### Record set
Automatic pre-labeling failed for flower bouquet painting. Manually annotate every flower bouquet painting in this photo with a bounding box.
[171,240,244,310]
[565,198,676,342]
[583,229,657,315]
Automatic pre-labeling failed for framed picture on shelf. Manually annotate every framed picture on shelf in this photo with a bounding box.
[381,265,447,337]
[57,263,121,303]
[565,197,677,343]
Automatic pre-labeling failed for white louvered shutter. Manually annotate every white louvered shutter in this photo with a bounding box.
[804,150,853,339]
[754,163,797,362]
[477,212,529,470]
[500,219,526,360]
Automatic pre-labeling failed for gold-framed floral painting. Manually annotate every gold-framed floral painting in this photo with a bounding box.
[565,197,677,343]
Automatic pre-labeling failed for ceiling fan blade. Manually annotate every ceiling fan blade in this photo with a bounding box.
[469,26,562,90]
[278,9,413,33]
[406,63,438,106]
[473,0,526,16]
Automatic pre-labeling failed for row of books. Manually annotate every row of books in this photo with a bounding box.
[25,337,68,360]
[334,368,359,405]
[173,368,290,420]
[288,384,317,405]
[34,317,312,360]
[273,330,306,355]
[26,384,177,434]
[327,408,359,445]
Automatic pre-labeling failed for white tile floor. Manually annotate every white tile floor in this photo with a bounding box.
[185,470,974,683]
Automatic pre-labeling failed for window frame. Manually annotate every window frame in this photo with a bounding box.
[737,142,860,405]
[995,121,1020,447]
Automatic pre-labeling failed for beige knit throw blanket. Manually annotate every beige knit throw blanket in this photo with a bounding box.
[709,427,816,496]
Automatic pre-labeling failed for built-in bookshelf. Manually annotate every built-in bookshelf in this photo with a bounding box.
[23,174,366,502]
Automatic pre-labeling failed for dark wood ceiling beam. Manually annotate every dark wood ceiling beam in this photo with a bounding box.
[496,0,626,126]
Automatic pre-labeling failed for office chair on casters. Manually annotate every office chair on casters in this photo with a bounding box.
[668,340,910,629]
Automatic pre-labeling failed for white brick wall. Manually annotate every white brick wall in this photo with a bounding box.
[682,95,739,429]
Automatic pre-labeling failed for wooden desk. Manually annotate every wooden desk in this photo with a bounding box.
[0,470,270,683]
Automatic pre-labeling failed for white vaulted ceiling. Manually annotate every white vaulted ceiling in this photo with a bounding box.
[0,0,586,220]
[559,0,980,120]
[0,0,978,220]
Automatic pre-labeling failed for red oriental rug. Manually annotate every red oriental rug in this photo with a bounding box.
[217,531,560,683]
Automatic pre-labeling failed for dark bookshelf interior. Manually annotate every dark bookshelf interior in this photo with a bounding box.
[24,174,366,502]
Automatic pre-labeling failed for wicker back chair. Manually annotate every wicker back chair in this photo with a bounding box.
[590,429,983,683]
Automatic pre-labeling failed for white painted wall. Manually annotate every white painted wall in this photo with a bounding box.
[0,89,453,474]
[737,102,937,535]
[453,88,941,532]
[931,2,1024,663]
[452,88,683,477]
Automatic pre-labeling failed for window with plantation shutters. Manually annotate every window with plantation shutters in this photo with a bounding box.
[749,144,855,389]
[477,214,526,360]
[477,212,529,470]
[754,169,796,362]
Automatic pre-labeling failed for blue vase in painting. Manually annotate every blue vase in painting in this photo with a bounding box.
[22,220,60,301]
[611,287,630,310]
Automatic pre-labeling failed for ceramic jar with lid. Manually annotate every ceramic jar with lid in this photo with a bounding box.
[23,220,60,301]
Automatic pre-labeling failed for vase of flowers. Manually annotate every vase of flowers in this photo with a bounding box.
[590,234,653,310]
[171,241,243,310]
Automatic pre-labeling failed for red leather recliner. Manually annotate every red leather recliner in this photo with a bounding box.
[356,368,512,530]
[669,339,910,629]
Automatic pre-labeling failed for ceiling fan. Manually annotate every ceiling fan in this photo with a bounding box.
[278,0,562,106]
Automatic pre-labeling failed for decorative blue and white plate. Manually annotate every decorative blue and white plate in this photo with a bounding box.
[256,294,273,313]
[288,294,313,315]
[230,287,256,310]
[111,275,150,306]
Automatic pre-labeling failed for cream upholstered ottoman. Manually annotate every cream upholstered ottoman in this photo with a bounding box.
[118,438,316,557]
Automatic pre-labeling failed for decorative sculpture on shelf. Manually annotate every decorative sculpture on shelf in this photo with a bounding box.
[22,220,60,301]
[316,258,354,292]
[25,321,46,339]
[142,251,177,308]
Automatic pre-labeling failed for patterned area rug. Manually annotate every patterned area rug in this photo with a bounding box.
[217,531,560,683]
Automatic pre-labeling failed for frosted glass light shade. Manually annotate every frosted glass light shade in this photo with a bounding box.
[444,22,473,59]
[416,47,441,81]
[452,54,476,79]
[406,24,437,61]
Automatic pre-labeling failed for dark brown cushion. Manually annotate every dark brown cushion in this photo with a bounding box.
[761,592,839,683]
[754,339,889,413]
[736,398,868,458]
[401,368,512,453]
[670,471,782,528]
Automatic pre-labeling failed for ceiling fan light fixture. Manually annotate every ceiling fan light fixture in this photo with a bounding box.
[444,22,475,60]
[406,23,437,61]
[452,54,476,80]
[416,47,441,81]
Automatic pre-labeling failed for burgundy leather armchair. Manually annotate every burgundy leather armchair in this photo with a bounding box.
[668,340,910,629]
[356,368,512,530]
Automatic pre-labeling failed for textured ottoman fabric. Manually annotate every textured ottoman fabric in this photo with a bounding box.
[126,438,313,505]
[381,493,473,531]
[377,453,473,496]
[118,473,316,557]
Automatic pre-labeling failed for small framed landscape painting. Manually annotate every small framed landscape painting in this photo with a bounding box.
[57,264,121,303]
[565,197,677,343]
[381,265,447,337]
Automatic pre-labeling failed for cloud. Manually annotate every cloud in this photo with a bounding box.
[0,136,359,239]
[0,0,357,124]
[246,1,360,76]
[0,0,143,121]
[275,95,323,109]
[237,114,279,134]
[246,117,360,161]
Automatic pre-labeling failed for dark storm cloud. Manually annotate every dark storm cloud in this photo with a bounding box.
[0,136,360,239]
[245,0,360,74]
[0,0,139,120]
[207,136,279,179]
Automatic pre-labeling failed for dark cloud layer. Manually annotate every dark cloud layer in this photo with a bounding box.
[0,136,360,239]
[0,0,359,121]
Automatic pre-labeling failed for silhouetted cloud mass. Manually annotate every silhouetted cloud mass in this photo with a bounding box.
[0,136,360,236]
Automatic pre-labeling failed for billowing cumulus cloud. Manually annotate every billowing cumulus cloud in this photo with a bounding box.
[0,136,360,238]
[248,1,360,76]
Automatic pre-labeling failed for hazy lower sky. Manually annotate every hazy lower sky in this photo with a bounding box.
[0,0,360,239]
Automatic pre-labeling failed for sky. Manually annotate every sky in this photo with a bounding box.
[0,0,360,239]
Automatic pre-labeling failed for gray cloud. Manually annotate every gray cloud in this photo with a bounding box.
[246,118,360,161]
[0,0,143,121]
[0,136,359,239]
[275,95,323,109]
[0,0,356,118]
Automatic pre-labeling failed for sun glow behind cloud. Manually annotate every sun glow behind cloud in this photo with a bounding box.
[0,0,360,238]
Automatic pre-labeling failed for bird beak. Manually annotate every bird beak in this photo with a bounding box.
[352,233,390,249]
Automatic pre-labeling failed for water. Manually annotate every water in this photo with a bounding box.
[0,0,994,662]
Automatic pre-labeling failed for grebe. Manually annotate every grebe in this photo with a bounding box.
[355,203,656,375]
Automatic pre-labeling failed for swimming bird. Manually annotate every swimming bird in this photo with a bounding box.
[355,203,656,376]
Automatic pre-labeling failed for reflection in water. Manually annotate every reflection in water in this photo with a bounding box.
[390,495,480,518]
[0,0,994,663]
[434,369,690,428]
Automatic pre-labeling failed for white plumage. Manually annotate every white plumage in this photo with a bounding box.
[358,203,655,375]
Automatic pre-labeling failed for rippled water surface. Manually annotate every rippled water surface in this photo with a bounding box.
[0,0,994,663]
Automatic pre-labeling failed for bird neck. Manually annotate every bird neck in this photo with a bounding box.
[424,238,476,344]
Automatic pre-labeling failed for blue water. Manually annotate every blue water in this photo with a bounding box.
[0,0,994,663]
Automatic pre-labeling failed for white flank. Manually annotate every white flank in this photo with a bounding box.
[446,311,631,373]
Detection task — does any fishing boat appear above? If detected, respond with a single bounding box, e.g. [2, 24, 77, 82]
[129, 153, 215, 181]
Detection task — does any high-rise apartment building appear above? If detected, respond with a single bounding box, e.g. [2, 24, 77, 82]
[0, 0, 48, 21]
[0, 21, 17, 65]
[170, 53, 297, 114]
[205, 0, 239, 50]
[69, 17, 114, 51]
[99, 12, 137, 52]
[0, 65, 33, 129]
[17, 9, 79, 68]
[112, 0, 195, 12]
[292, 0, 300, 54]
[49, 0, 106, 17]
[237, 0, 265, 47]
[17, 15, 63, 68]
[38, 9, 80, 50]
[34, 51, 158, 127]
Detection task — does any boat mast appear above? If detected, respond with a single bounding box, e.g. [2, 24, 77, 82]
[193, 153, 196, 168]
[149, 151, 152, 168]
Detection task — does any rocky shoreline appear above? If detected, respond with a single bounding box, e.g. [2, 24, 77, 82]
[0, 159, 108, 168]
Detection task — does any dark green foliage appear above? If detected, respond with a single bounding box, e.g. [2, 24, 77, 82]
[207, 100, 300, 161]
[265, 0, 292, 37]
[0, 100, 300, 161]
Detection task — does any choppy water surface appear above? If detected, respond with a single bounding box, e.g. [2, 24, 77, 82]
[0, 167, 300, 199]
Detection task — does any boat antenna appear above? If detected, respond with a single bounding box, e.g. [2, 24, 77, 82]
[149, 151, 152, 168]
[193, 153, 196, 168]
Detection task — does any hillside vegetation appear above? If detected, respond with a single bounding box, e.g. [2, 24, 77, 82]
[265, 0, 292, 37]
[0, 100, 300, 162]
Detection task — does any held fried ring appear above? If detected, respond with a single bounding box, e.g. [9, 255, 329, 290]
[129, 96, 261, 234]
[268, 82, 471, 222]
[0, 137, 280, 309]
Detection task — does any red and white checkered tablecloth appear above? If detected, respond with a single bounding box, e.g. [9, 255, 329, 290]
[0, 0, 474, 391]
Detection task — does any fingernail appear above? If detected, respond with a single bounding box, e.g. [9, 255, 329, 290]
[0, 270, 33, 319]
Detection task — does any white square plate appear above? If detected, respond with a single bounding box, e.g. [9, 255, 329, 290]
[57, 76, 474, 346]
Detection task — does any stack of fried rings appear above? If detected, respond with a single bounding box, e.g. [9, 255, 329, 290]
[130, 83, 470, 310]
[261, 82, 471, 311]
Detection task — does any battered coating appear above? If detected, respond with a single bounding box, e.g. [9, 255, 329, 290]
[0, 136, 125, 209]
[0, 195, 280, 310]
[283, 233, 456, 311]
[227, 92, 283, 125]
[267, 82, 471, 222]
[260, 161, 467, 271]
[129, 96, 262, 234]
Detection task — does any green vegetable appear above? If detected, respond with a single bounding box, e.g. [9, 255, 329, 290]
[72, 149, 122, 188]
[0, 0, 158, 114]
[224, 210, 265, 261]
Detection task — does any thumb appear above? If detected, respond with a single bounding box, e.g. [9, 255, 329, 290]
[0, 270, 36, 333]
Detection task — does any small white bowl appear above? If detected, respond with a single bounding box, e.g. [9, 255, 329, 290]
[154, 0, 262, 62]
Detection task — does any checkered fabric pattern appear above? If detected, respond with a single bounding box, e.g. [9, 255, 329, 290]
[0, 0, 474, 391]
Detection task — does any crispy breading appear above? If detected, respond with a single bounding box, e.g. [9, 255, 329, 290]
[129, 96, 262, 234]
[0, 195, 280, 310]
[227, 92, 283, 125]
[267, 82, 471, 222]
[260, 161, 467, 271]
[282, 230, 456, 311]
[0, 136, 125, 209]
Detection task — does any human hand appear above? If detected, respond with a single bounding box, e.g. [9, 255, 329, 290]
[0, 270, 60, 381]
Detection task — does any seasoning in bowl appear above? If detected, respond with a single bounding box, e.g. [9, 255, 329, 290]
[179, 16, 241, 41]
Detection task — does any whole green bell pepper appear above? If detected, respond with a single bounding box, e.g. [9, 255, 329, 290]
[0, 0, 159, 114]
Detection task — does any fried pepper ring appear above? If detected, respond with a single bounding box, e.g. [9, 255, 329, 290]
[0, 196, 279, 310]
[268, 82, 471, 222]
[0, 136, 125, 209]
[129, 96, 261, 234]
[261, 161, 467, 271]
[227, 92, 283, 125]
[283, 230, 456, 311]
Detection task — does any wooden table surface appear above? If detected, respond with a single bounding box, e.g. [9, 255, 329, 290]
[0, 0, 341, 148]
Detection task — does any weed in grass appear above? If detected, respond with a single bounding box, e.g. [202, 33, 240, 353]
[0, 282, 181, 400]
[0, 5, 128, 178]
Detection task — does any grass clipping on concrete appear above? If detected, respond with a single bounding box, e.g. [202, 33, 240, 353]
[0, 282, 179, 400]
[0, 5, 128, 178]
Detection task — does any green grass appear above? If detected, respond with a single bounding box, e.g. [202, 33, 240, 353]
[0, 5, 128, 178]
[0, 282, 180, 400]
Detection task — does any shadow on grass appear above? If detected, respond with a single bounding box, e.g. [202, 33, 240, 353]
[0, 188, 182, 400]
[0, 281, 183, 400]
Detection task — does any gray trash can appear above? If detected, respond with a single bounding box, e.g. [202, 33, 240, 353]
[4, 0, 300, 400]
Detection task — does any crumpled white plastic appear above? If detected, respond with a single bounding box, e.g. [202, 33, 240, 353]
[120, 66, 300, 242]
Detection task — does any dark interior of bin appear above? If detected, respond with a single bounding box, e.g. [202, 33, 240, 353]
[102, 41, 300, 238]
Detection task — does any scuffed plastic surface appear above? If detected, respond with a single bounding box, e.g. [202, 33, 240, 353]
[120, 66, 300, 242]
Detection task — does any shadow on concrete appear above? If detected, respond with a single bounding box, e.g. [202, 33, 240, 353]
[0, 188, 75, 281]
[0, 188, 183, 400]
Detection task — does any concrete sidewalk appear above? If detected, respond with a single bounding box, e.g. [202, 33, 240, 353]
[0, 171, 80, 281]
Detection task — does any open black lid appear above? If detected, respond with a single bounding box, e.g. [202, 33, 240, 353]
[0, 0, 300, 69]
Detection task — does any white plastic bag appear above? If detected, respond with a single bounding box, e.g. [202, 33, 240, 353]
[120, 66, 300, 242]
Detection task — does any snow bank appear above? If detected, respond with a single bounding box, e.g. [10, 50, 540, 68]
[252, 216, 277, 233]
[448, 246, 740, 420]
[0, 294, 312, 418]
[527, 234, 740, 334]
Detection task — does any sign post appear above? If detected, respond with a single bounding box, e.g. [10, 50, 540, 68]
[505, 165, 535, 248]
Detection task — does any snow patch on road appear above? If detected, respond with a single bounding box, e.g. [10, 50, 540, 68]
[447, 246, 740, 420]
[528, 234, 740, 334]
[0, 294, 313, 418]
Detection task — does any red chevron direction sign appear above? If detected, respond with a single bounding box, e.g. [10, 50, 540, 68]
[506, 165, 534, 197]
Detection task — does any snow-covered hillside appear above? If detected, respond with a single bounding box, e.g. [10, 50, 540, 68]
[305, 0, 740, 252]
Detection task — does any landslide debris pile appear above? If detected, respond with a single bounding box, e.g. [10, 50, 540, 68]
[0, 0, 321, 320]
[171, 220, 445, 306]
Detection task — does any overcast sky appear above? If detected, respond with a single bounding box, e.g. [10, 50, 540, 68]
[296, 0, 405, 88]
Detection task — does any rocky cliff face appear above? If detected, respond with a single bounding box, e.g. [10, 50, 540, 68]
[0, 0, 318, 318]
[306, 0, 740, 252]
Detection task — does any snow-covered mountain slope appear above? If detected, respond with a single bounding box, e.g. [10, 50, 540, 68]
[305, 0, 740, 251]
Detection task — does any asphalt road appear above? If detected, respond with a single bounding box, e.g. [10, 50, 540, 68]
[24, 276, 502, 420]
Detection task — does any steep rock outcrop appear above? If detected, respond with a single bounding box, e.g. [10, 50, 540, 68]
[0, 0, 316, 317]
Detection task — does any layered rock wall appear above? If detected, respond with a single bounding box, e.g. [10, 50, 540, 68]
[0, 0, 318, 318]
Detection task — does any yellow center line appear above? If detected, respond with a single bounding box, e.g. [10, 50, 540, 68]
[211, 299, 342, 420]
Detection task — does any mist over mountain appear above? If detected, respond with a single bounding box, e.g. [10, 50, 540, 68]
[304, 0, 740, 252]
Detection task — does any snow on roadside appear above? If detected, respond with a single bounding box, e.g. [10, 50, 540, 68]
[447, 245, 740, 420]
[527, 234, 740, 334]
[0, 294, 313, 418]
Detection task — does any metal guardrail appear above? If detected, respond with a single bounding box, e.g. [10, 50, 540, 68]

### Task instructions
Could you copy out every line from the one containing "Automatic pre-labeling failed for white flank." through the one containing "[0, 167, 300, 199]", keeping the lines that aren't answers unchanged and offsetting each bounding-box coordinate in the answers by -89?

### In response
Automatic pre-labeling failed for white flank. Manually annotate every white flank in this photo with a bounding box.
[357,222,542,284]
Detection task — does any fishing boat appear above? If detected, respond with a single bounding box, e.g. [2, 24, 77, 82]
[40, 64, 126, 92]
Detection task — does any high-rise apartment building appear above? If detected, respond with a single bounding box, e.g. [2, 24, 77, 82]
[-89, -89, -41, -68]
[-89, -68, -72, -24]
[81, -36, 208, 25]
[116, -89, 150, -39]
[-20, -72, 25, -38]
[10, -77, 48, -37]
[-89, -24, -56, 40]
[-72, -80, -10, -21]
[23, -89, 106, -77]
[203, -89, 211, -35]
[-40, -89, 17, -72]
[148, -89, 176, -42]
[-72, -74, -26, -21]
[-51, -80, -9, -39]
[-55, -38, 69, 38]
Detection task — does any boat mast appear above? If detected, respond with a single bounding box, e.g. [2, 24, 77, 82]
[104, 64, 107, 79]
[60, 62, 63, 79]
Detection task — does any rocky shoreline appear above? If detected, respond with a single bounding box, e.g. [2, 24, 77, 82]
[-89, 70, 19, 79]
Detection task — does any dark green foliage appear above? If detected, respond with a single bounding box, e.g. [2, 24, 77, 82]
[118, 11, 211, 72]
[176, -89, 203, -52]
[-89, 11, 211, 72]
Detection task — does any choppy water surface appear above? If detected, respond with a single bounding box, e.g. [2, 24, 77, 82]
[-89, 78, 211, 110]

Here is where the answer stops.